Exercise requirements
Give the items between the line holding "Place a point on every instance of the white" and the line holding "pixel 489 18", inclusive, as a JSON list of strings with one string per line and blank lines omitted.

Exercise materials
══════════
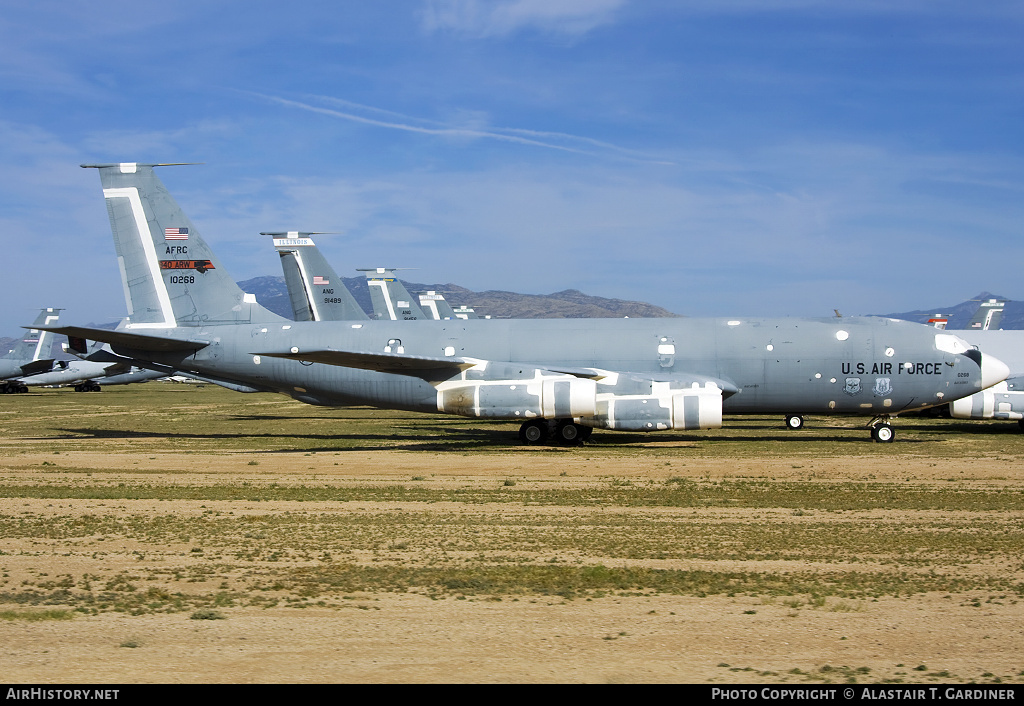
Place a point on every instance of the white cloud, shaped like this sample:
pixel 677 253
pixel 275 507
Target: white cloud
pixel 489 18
══════════
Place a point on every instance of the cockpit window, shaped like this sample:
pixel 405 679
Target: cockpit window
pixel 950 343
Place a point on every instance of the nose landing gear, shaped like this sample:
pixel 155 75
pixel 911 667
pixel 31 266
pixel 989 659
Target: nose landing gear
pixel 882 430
══════════
Output for this exercise
[
  "Place a point on every instance of the white cloud, shaped like this sample:",
  "pixel 677 253",
  "pixel 275 507",
  "Target: white cloud",
  "pixel 489 18"
]